→ **Request**
Repeat every line of the material, character for character.
___
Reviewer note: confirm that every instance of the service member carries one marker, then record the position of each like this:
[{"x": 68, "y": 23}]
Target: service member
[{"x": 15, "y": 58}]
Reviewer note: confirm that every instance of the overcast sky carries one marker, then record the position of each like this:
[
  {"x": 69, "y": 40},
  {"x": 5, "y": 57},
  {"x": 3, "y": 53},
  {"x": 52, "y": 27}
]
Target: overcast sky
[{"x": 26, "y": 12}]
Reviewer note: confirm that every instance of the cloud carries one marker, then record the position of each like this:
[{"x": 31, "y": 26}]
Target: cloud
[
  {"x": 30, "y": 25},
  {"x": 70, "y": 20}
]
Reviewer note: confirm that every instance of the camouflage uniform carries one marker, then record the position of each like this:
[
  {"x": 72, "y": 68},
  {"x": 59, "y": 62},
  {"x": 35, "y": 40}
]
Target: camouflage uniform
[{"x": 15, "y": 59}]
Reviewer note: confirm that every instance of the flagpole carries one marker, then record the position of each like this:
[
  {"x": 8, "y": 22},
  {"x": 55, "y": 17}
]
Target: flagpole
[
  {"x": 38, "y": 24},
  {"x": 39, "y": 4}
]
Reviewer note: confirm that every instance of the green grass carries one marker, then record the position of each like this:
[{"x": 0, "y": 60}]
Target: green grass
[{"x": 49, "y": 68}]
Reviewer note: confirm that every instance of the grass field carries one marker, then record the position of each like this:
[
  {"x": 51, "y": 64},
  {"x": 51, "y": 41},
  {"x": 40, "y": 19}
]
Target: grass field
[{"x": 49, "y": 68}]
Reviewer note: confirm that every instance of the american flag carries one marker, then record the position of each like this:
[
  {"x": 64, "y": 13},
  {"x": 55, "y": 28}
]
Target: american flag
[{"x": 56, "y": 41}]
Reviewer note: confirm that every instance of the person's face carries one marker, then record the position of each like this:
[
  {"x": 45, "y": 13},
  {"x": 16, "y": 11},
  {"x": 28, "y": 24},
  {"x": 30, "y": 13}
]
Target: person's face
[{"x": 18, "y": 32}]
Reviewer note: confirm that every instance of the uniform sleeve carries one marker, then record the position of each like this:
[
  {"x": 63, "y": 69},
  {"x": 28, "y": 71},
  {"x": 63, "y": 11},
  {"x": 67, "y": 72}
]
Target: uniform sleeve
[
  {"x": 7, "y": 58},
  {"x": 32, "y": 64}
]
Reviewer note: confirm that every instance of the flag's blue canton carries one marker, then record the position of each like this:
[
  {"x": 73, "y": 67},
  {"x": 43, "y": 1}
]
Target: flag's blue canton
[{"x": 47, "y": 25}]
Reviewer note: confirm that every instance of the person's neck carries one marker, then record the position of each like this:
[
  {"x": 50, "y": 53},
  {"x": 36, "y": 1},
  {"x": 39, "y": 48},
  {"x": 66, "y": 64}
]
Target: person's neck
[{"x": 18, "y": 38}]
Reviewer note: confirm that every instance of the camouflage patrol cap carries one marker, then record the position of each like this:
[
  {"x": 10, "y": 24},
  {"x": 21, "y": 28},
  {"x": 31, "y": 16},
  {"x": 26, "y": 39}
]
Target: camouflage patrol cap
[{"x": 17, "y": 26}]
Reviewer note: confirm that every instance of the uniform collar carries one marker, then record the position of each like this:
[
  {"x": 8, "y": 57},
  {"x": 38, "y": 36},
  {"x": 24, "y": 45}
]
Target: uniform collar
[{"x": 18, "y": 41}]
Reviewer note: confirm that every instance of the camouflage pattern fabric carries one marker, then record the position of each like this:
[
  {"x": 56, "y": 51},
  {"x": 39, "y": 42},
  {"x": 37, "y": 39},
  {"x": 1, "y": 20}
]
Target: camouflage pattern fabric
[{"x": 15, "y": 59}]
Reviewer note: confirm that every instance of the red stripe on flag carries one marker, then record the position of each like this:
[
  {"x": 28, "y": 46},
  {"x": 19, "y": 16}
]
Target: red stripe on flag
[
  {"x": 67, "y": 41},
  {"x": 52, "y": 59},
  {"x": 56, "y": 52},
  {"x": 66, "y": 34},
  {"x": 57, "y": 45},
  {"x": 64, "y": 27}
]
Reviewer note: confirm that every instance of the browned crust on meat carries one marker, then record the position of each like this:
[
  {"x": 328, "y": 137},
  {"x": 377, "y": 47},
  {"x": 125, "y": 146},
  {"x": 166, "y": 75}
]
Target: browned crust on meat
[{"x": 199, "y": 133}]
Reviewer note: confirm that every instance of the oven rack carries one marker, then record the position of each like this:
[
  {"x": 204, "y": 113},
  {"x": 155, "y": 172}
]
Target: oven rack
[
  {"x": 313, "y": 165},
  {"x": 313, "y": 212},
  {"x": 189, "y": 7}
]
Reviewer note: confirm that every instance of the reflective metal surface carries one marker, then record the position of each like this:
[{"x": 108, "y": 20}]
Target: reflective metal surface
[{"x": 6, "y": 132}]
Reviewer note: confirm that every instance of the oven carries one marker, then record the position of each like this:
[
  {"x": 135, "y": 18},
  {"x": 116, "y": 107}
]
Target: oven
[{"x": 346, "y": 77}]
___
→ **Full output**
Reviewer note: confirm that every instance of the service member carries one marker, then record the position of each like this:
[{"x": 68, "y": 23}]
Target: service member
[{"x": 15, "y": 58}]
Reviewer note: confirm that every instance of the overcast sky carries one marker, then record the position of each like this:
[
  {"x": 69, "y": 40},
  {"x": 5, "y": 57},
  {"x": 3, "y": 53},
  {"x": 52, "y": 27}
]
Target: overcast sky
[{"x": 26, "y": 12}]
Reviewer note: confirm that every instance of the cloud carries one marker, then record the position of each like this:
[{"x": 31, "y": 26}]
Target: cloud
[
  {"x": 30, "y": 25},
  {"x": 70, "y": 20}
]
Reviewer note: confirm that every instance of the camouflage uniform carries one marker, then record the position of each like this:
[
  {"x": 72, "y": 68},
  {"x": 59, "y": 62},
  {"x": 35, "y": 40}
]
Target: camouflage uniform
[{"x": 15, "y": 59}]
Reviewer note: confirm that every instance of the flagpole carries one marker, then record the position of each like this:
[
  {"x": 8, "y": 22},
  {"x": 55, "y": 17}
]
Target: flagpole
[
  {"x": 38, "y": 24},
  {"x": 39, "y": 4}
]
Reviewer note: confirm that every instance of the green grass carries one marker, then record the position of each like this:
[{"x": 0, "y": 60}]
Target: green grass
[{"x": 49, "y": 68}]
Reviewer note: confirm that every instance of the grass field carries one marker, then record the position of each like this:
[
  {"x": 51, "y": 64},
  {"x": 51, "y": 41},
  {"x": 40, "y": 19}
]
Target: grass field
[{"x": 49, "y": 68}]
Reviewer note: confirm that every instance of the american flag carries one marker, then record the position of each like this:
[
  {"x": 64, "y": 13},
  {"x": 55, "y": 28}
]
Target: american flag
[{"x": 56, "y": 41}]
Reviewer note: confirm that every instance of the person's face carries one marker, then record the position of each like this:
[
  {"x": 45, "y": 13},
  {"x": 16, "y": 11},
  {"x": 28, "y": 24},
  {"x": 30, "y": 13}
]
Target: person's face
[{"x": 18, "y": 32}]
Reviewer note: confirm that every instance of the uniform sleeve carries one marker, then record the position of each like this:
[
  {"x": 63, "y": 69},
  {"x": 28, "y": 71},
  {"x": 63, "y": 11},
  {"x": 67, "y": 72}
]
Target: uniform sleeve
[
  {"x": 7, "y": 58},
  {"x": 32, "y": 64}
]
Reviewer note: confirm that every instance of the flag's blue canton carries one marker, then record the position of each like this:
[
  {"x": 73, "y": 67},
  {"x": 43, "y": 1}
]
Target: flag's blue canton
[{"x": 47, "y": 25}]
Reviewer note: confirm that every instance of the person's neck carries one marker, then record the position of each like this:
[
  {"x": 50, "y": 53},
  {"x": 36, "y": 1},
  {"x": 39, "y": 48},
  {"x": 66, "y": 64}
]
Target: person's neck
[{"x": 18, "y": 38}]
Reviewer note: confirm that every instance of the camouflage patrol cap carries one marker, then record the position of each like this:
[
  {"x": 10, "y": 24},
  {"x": 21, "y": 28},
  {"x": 31, "y": 16},
  {"x": 26, "y": 39}
]
Target: camouflage patrol cap
[{"x": 17, "y": 26}]
Reviewer note: confirm that every instance of the uniform collar carries one marker, then record the position of each like this:
[
  {"x": 8, "y": 57},
  {"x": 38, "y": 36},
  {"x": 24, "y": 45}
]
Target: uniform collar
[{"x": 18, "y": 41}]
Reviewer note: confirm that every instance of the camouflage pattern fabric carries one marker, then record the position of each like this:
[
  {"x": 56, "y": 51},
  {"x": 39, "y": 42},
  {"x": 37, "y": 39},
  {"x": 1, "y": 20}
]
Target: camouflage pattern fabric
[{"x": 15, "y": 59}]
Reviewer note: confirm that every instance of the red stripe on flag carries one marker, then record the position of each like this:
[
  {"x": 28, "y": 46},
  {"x": 19, "y": 16}
]
Target: red stripe on flag
[
  {"x": 67, "y": 41},
  {"x": 52, "y": 59},
  {"x": 56, "y": 52},
  {"x": 66, "y": 34},
  {"x": 57, "y": 45},
  {"x": 64, "y": 27}
]
Reviewer note: confirm that every instance of the browned crust on meat carries one marker, then record the position of each like this:
[
  {"x": 328, "y": 137},
  {"x": 377, "y": 47},
  {"x": 125, "y": 146},
  {"x": 166, "y": 75}
]
Target: browned crust on meat
[{"x": 199, "y": 133}]
Reviewer note: confirm that every instance of the oven rack carries one marker, then record the position of each like this:
[
  {"x": 204, "y": 113},
  {"x": 155, "y": 172}
]
Target: oven rack
[
  {"x": 313, "y": 165},
  {"x": 313, "y": 212},
  {"x": 189, "y": 7}
]
Reviewer note: confirm that every instance of the reflective metal surface carries one marker, then record the position of each like this:
[{"x": 108, "y": 20}]
Target: reflective metal surface
[{"x": 6, "y": 132}]
Reviewer note: confirm that every instance of the oven carries one marker, then record the position of each like this:
[
  {"x": 135, "y": 18},
  {"x": 116, "y": 107}
]
Target: oven
[{"x": 346, "y": 77}]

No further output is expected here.